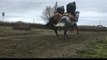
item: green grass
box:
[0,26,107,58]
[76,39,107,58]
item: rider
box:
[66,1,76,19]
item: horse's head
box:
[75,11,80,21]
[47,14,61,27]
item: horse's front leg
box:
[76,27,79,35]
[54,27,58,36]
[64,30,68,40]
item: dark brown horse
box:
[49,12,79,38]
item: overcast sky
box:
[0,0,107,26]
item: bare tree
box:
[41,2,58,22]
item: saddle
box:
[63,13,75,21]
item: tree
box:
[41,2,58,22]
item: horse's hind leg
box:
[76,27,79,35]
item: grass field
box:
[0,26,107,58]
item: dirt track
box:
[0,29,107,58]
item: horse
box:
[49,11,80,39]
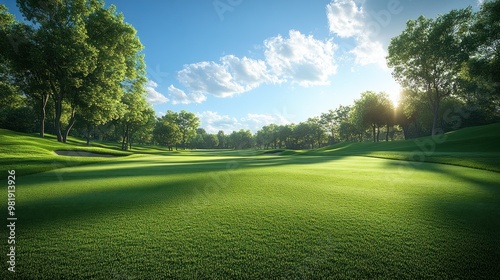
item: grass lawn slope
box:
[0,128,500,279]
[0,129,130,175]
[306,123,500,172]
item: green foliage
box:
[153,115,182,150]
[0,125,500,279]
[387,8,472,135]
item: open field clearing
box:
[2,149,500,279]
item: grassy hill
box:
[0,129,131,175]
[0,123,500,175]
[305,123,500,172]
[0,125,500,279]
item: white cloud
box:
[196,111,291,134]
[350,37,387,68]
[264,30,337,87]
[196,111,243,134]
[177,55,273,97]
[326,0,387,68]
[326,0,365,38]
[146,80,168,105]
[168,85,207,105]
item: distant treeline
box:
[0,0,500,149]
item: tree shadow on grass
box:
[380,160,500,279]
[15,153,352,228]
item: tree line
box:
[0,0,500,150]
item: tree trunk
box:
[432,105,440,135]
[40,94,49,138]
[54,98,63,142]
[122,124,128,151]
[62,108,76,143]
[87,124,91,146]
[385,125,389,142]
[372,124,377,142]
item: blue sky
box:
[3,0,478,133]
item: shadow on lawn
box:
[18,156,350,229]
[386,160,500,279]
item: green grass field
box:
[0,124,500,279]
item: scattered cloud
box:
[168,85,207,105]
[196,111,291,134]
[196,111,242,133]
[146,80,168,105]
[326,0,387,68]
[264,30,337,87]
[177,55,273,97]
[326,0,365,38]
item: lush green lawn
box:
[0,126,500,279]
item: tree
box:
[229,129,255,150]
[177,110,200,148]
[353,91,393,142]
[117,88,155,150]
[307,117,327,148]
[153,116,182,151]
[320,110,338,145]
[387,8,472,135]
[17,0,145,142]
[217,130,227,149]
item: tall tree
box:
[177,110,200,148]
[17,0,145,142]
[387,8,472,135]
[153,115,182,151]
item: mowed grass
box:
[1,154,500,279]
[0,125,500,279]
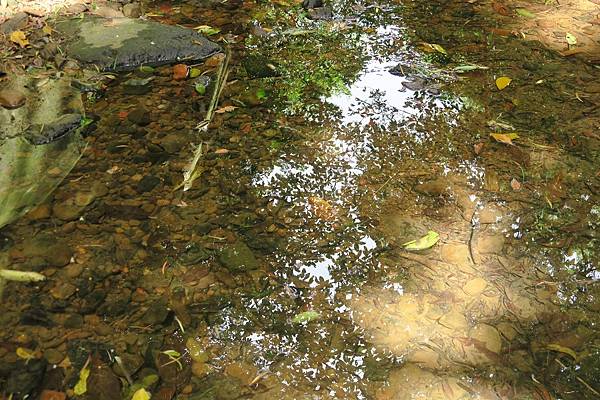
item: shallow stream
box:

# # #

• Exercise: Quote every one of the entries above word for word, without the pictures.

• Answer for the task:
item: green grass
box:
[0,26,107,58]
[76,39,107,58]
item: rider
box:
[66,1,76,19]
item: horse's head
box:
[75,11,80,21]
[47,14,61,27]
item: horse's front leg
box:
[76,27,79,35]
[54,27,58,36]
[64,30,68,40]
item: dark brown horse
box:
[49,12,79,38]
item: overcast sky
box:
[0,0,107,26]
item: bare tree
box:
[41,2,58,22]
item: saddle
box:
[63,13,75,21]
item: tree
box:
[41,2,58,22]
item: horse's hind leg
box:
[76,27,79,35]
item: grass field
box:
[0,26,107,58]
item: dirt track
box:
[0,29,107,58]
item: horse
box:
[49,11,80,39]
item: grass lawn slope
box:
[0,128,500,279]
[0,129,130,175]
[306,123,500,172]
item: green foliage
box:
[153,115,182,150]
[0,125,500,279]
[387,8,472,135]
item: open field clearing
box:
[2,149,500,279]
item: grassy hill
box:
[0,129,131,175]
[0,123,500,175]
[305,123,500,172]
[0,125,500,279]
item: white cloud
box:
[196,111,291,134]
[350,37,387,68]
[264,30,337,87]
[196,111,243,134]
[177,55,273,97]
[326,0,387,68]
[326,0,365,38]
[146,80,168,105]
[168,85,207,105]
item: distant treeline
box:
[0,0,500,149]
item: tree shadow on grass
box:
[380,160,500,279]
[15,153,352,228]
item: tree line
box:
[0,0,500,150]
item: tree trunk
box:
[432,105,440,135]
[40,94,49,138]
[54,98,63,142]
[122,124,128,151]
[62,108,76,143]
[87,124,91,146]
[385,125,389,142]
[372,124,377,142]
item: blue sky
box:
[3,0,478,133]
item: shadow on lawn
box:
[18,156,350,229]
[386,160,500,279]
item: green grass field
box:
[0,124,500,279]
item: scattered cloud
box:
[168,85,207,105]
[196,111,291,134]
[196,111,242,133]
[146,80,168,105]
[326,0,387,68]
[264,30,337,87]
[177,55,273,97]
[326,0,365,38]
item: lush green lawn
box:
[0,126,500,279]
item: tree
box:
[229,129,255,150]
[177,110,200,148]
[353,91,393,142]
[117,88,155,150]
[307,117,327,148]
[153,116,182,151]
[320,110,338,145]
[387,8,472,135]
[17,0,145,142]
[217,130,227,149]
item: tall tree
box:
[177,110,200,148]
[17,0,145,142]
[387,8,472,135]
[153,115,182,151]
item: mowed grass
box:
[1,154,500,279]
[0,125,500,279]
item: shallow stream
box:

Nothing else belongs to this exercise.